**WHAT TO PRODUCE:** Once you reach the end of the data, transcribe all of it exactly.

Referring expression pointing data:
Start of Block
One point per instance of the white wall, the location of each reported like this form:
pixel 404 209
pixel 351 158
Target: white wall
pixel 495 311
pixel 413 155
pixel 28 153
End of Block
**RESULT FOR THIS EXERCISE:**
One point per instance of the white wall, the location of each reported like this form:
pixel 404 209
pixel 351 158
Target: white wall
pixel 495 311
pixel 413 155
pixel 28 153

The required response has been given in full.